======== Materials provided

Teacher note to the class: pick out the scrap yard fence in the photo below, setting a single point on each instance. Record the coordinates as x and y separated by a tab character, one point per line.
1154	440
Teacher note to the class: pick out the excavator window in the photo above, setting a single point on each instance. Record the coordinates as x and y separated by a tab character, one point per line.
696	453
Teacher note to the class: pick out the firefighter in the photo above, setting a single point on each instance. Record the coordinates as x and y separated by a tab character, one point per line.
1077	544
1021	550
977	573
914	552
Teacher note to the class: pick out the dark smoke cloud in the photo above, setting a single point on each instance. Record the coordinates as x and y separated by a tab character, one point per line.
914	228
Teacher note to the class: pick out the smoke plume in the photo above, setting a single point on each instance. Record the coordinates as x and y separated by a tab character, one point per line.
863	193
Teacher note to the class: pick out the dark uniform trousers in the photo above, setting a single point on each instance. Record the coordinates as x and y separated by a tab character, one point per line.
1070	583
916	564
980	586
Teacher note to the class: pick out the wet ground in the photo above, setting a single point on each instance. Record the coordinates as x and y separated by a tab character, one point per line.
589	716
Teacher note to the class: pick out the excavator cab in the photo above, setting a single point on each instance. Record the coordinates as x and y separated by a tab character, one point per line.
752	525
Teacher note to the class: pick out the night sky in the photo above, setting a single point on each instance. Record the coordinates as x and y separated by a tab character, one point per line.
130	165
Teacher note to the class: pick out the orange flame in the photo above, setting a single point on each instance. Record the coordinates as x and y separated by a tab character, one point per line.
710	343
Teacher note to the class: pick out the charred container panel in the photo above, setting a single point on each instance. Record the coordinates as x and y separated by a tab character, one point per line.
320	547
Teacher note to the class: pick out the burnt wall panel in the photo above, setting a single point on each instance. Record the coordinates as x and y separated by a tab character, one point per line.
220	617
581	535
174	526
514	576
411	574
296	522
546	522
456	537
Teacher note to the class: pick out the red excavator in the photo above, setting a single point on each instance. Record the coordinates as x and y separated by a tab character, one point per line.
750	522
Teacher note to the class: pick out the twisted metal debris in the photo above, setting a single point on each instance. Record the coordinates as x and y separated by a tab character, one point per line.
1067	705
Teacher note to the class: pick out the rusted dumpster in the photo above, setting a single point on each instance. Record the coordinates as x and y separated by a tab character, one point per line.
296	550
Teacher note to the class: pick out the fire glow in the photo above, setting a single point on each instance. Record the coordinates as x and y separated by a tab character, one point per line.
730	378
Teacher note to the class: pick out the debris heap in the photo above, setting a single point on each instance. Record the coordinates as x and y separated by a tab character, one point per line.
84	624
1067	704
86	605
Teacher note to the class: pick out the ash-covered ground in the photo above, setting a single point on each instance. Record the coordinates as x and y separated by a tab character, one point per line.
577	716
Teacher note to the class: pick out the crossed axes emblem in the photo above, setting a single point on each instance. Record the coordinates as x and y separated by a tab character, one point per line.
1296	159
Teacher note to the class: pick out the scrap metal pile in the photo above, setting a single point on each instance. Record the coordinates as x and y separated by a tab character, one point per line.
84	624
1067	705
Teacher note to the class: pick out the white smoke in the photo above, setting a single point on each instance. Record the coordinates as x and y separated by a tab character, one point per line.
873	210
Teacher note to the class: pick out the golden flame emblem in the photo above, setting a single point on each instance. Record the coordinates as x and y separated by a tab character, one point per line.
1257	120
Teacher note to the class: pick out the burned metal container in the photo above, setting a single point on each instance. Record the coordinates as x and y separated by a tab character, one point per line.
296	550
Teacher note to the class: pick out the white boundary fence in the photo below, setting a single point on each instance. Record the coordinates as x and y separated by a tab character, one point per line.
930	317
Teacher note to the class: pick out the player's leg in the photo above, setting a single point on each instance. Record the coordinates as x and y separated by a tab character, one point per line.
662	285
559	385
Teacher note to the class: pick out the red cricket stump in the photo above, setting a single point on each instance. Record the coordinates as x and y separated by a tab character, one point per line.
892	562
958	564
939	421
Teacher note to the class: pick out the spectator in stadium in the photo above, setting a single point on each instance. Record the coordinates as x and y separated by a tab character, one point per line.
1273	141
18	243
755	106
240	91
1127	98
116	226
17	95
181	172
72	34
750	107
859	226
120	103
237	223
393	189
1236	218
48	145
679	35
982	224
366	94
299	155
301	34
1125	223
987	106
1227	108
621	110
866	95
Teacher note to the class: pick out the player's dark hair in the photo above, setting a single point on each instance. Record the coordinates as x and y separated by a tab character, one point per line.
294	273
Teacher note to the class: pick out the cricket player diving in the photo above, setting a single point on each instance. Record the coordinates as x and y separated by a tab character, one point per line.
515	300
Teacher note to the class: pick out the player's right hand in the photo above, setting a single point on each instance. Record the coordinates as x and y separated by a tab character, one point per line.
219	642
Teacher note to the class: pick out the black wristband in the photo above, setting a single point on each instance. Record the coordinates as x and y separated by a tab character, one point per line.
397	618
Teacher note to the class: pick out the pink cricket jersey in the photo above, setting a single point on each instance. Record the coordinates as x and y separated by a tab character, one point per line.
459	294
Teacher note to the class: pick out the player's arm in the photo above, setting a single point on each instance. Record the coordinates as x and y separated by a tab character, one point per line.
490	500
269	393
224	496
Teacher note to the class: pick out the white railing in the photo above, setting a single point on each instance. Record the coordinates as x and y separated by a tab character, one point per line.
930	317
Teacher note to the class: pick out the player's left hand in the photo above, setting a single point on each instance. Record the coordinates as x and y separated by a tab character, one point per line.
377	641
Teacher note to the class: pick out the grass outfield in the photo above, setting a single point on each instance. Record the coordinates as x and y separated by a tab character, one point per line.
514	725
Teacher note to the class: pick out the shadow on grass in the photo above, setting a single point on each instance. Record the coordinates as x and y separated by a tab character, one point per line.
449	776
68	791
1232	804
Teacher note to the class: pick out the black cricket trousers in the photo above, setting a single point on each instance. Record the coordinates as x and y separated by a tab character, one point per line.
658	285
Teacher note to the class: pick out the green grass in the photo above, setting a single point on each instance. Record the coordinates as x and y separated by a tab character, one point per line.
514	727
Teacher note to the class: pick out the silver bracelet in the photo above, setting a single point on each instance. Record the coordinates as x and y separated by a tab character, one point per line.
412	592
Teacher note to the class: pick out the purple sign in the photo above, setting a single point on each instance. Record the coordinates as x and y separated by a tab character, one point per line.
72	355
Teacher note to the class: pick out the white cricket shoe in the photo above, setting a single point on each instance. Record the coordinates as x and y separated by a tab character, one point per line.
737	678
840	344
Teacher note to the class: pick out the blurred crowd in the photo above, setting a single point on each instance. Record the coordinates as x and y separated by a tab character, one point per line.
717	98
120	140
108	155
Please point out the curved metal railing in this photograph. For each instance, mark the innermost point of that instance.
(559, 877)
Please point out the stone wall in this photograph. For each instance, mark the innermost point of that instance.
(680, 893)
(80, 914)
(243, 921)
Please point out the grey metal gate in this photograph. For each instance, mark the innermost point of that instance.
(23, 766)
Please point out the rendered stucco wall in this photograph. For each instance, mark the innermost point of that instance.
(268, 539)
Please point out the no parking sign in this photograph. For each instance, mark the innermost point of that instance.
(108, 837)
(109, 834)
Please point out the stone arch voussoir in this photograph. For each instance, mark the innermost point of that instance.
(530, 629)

================

* [What is expected]:
Reproduce every entry above so that each one matches its source exactly.

* [Result of this task]:
Teacher note to the class: pick out the scrap yard fence in the photo below, setting a single point on each instance. Record the coordinates as x and y separated by a tab character, one point per line.
1154	440
Teacher note to the class: pick out the excavator window in the photo above, setting a single point on each instance. Record the coordinates as x and y separated by a tab character, one point per line.
696	453
Teacher note to the class: pick out the firefighter in the photo above, setting a single point on each instance. Record the coordinates as x and y separated by a tab character, one point per line.
1077	544
1021	550
977	573
914	552
Teacher note to the class: pick out the dark smoke cloud in the photo above, setting a single point on each instance. Record the coordinates as x and y separated by a tab character, one point per line.
914	228
Teacher note to the class: pick out the smoke plume in the photo above, setting a single point on each instance. Record the coordinates as x and y separated by a tab character, one point per line.
863	193
Teacher note to the class: pick out the dark uniform trousers in the photo above, setting a single point on each instance. Record the coordinates as x and y separated by a tab character, one point per line.
1070	583
916	564
980	586
Teacher note to the class: pick out the wet ground in the photo above, setting a single point on each instance. Record the coordinates as x and y separated by a tab character, one point per line.
589	716
Teacher note to the class: pick out the excavator cab in the photo above, setting a single point on each instance. Record the coordinates as x and y separated by a tab character, one point per line.
752	525
Teacher note to the class: pick out the night sky in the photo above, setting a single point on each instance. Record the coordinates as x and y separated by a tab character, one point per line.
130	165
Teacher note to the class: pick out the orange flame in the photo above, setting a single point on each instance. Record the coordinates as x and y separated by a tab character, one point per line.
710	343
Teacher note to the class: pick out the charred container panel in the photo above, setting a single point on each instance. Record the coordinates as x and y separated by a tab character, one point per line.
320	547
Teacher note to the class: pick out the burnt wall panel in the photo above, setting a single point on each instance. Record the coordinates as x and y separated by a tab character, one point per line.
220	617
581	535
174	526
514	576
411	574
296	522
546	522
456	537
Teacher note to the class: pick out the red excavator in the photo above, setting a single point on each instance. Record the coordinates as x and y separated by a tab character, one point per line.
750	522
Teacher note to the class: pick out the twisted metal debris in the photo above, setting a single point on each instance. Record the coordinates as x and y separated by a tab character, one point per line.
1067	705
Teacher note to the class: pick out the rusted dumpster in the photo above, setting a single point on each instance. Record the coordinates as x and y separated by a tab character, one point per line.
296	550
Teacher note to the class: pick out the fire glow in the photo above, setting a single point on each instance. Record the coordinates as x and y separated by a tab character, one point per line.
730	378
Teacher note to the class: pick out the debris heap in the photo above, setting a single point on each instance. Record the coordinates as x and y separated by a tab character, one point per line.
84	624
1067	704
86	605
Teacher note to the class: pick out the ash-covered ground in the photo above, setting a single point on each instance. Record the coordinates as x and y separated by a tab character, one point per line.
577	716
Teacher note to the class: pick out the crossed axes emblem in the photo above, setting a single point on each instance. Record the coordinates as x and y separated by a tab character, one point per line.
1296	159
Teacher note to the class: pick out the scrap metal pile in the photo above, setting a single point on each instance. Record the coordinates as x and y separated by a tab character, one point per line.
84	624
1067	705
Teacher note to the class: pick out the white smoke in the photo above, setting a single point on each instance. Record the coordinates as x and y separated by a tab character, one point per line.
873	210
Teacher note to the class: pick out the golden flame emblem in the photo above, setting a single point on each instance. Record the coordinates as x and y separated by a tab character, one point per line.
1257	120
Teacher note to the class: pick out the burned metal container in the photo above, setting a single point on each instance. Record the coordinates as x and y separated by a tab character, one point per line.
296	550
Teacher note to the class: pick out the white boundary fence in the photo below, setting a single point on each instance. Record the coordinates as x and y separated by a tab character, one point per line.
930	317
Teacher note to the class: pick out the player's leg in the photo above, setting a single point on each instance. Record the coordinates as x and y separated by a tab character, one point per line.
662	285
559	385
Teacher note to the class: pick out the red cricket stump in the photo above, setting a single point on each instance. Record the coordinates as x and y separated by a tab character, one point per line.
892	562
958	564
939	421
Teacher note to the class: pick out the spectator in stadium in the photo above, setting a single point on each instance. Record the coordinates as x and y separated by a tab character, one point per line.
1273	141
18	243
755	106
240	91
1127	98
116	226
17	95
181	172
72	34
750	107
859	226
120	103
237	223
393	189
1236	218
48	145
679	35
982	224
366	94
299	155
301	34
1125	223
987	106
1227	108
621	110
866	95
Teacher note to the class: pick out the player's dark hair in the photo above, setting a single point on each instance. Record the coordinates as x and y separated by a tab character, one point per line.
294	273
Teacher note to the class: pick out the cricket player diving in the photo above, setting a single point on each instance. Record the coordinates as x and y separated by a tab character, one point per line.
515	300
Teacher note to the class: pick out the player's right hand in the photo above, setting a single point on each instance. Record the coordinates as x and y separated by a tab character, one point per line.
219	642
Teacher note to the class: pick out the black wristband in the photo above, setting a single point on each instance. Record the coordinates as x and y separated by a tab character, one point per line.
397	618
Teacher note to the class: pick out the pink cricket jersey in the photo above, setting a single point on each instance. Record the coordinates as x and y separated by a tab character, one point per line.
459	294
Teacher note to the class: pick out the player's arm in the photo above, setting a single point on each instance. Record the coordinates as x and y separated by a tab character, one point per line.
490	500
269	393
224	496
Teacher note to the class: pick out the white railing in the photo above, setting a single point on each instance. Record the coordinates as x and y separated by a tab character, one point per line.
930	317
Teacher note to the class: pick out the player's left hand in the photo above, setting a single point on each instance. Record the coordinates as x and y separated by a tab character, one point per line.
377	641
Teacher note to the class: pick out the grass outfield in the photo above, setting a single point on each instance. Record the coordinates as x and y separated by a tab character, one point per line.
514	725
Teacher note to the class: pick out the shadow on grass in the photo above, setting a single point on each instance. Record the coordinates as x and y separated by a tab character, one point per line.
449	776
68	791
1232	804
Teacher note to the class: pick out the black cricket trousers in the photo above, setting a single point on each instance. Record the coordinates as x and y separated by a tab character, one point per line.
658	285
Teacher note to the class: pick out the green grass in the photo above, setting a single point on each instance. Record the coordinates as x and y separated by a tab character, one point per line.
514	727
Teacher note to the class: pick out the silver bracelet in the photo above, setting a single point on each instance. Record the coordinates as x and y separated by a tab character, one point per line.
412	592
Teacher note to the class: pick out the purple sign in the photo above, setting a single point on each instance. Record the coordinates as x and y separated by a tab character, one point per line.
72	355
Teacher note to the class: pick out the white cricket shoe in the photo above, setting a single point on each instance. Record the coordinates as x and y separated by a tab character, one point per line.
737	678
840	344
Teacher note to the class: pick out the blurred crowd in the photo above, setting a single point on each instance. Record the coordinates as x and y separated by a tab character, one point per line.
717	98
120	140
108	155
Please point out the curved metal railing in this photograph. For each instance, mark the innermost point of that instance.
(559, 877)
Please point out the stone wall in this photograph. For each instance, mark the innermost point of that instance.
(680, 893)
(80, 914)
(243, 921)
Please point out the grey metal gate in this photograph. For each instance, mark the innermost point of that instance.
(23, 766)
Please point out the rendered stucco wall in this photograph. For each instance, mark the innermost point of that instance.
(268, 539)
Please point out the no parking sign in this photograph. For each instance, mark the innermost point of that instance.
(108, 837)
(109, 834)
Please point out the stone arch voussoir in this photograph. For each instance, mark the innermost point of that instance.
(530, 629)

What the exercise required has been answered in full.